■ Task details:
Retype every one of the records below word for word, leaving out the pictures.

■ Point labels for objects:
## Start

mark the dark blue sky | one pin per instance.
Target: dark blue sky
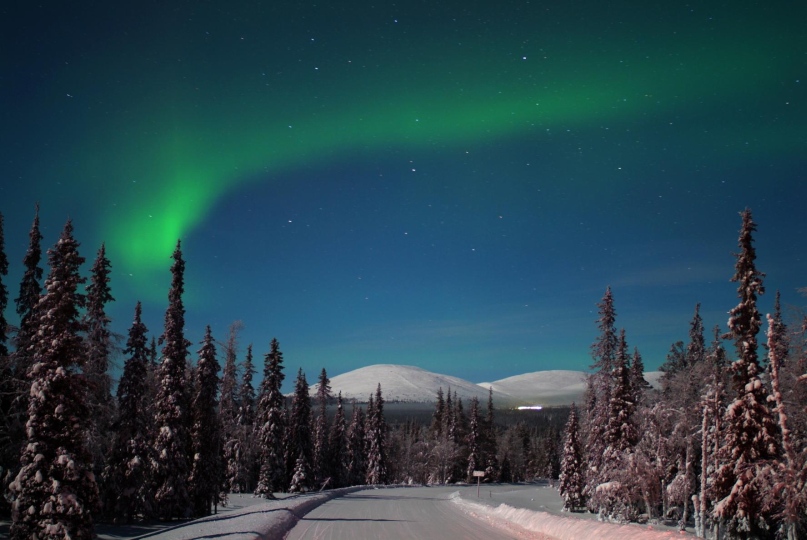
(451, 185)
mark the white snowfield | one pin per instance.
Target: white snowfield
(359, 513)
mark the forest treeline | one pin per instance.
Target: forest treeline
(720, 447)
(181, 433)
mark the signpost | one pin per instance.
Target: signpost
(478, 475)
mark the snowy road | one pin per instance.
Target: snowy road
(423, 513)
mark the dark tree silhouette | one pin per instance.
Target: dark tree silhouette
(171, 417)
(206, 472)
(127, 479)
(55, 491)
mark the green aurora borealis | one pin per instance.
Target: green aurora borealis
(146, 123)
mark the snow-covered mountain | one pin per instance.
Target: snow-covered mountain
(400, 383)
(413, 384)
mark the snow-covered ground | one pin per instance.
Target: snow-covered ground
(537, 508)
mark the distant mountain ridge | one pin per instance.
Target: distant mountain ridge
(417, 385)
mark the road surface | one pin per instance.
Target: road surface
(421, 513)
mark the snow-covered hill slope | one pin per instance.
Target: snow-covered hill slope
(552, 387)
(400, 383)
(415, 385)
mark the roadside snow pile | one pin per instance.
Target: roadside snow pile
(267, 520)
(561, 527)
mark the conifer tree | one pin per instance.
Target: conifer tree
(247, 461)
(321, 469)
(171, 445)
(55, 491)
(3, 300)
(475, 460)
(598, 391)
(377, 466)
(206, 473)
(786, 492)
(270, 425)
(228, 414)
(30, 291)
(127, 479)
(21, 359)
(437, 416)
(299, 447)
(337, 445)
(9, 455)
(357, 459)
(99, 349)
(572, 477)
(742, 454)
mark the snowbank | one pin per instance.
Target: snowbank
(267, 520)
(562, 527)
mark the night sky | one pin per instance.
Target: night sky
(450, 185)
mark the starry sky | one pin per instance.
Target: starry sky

## End

■ The answer:
mark the dark blue sky | one pin per instance.
Target: dark blue sky
(451, 185)
mark the white snowfield | one pin per instance.
Target: white snowfield
(359, 513)
mark the forest treeline | one pin per instance.
Target: forest treeline
(720, 447)
(181, 433)
mark the signpost | one pin per instance.
Target: signpost
(478, 475)
mark the snowy road | one pin per instance.
Target: snowy road
(423, 513)
mark the dark tree silhouette | one pin per instance.
Target: dark tree silhouette
(171, 417)
(206, 472)
(127, 479)
(55, 491)
mark the green aurora borealis | one pin per instance.
Target: green aurora borealis
(146, 123)
mark the snow-covered mountain | one pin per instance.
Target: snow-covered mountain
(400, 383)
(413, 384)
mark the snow-covered ground | one pin per instance.
Target: snow-covered ground
(537, 508)
mark the distant mountain ridge | one pin per instance.
Target: distant mountain ridge
(417, 385)
mark the road surface | one pin per instance.
Target: road surface
(421, 513)
mark the snow-covered hill slope | one pin per instance.
Target: snow-covered hill slope
(552, 387)
(400, 383)
(415, 385)
mark the roadside snow pile | one pin per instance.
Target: roadside snow pile
(267, 520)
(561, 527)
mark the conifer tree | one pin per instance.
Target: conifer tree
(247, 461)
(321, 469)
(171, 445)
(55, 491)
(3, 300)
(475, 460)
(598, 391)
(377, 466)
(206, 473)
(786, 492)
(270, 425)
(228, 414)
(30, 291)
(127, 479)
(21, 359)
(437, 416)
(299, 447)
(337, 445)
(9, 455)
(357, 459)
(99, 349)
(572, 477)
(742, 454)
mark the snowbank | one pin per instance.
Target: snowbank
(267, 520)
(562, 527)
mark the night sky | one pin per instance.
Target: night sky
(450, 185)
mark the starry sky | one pin per instance.
Target: starry sky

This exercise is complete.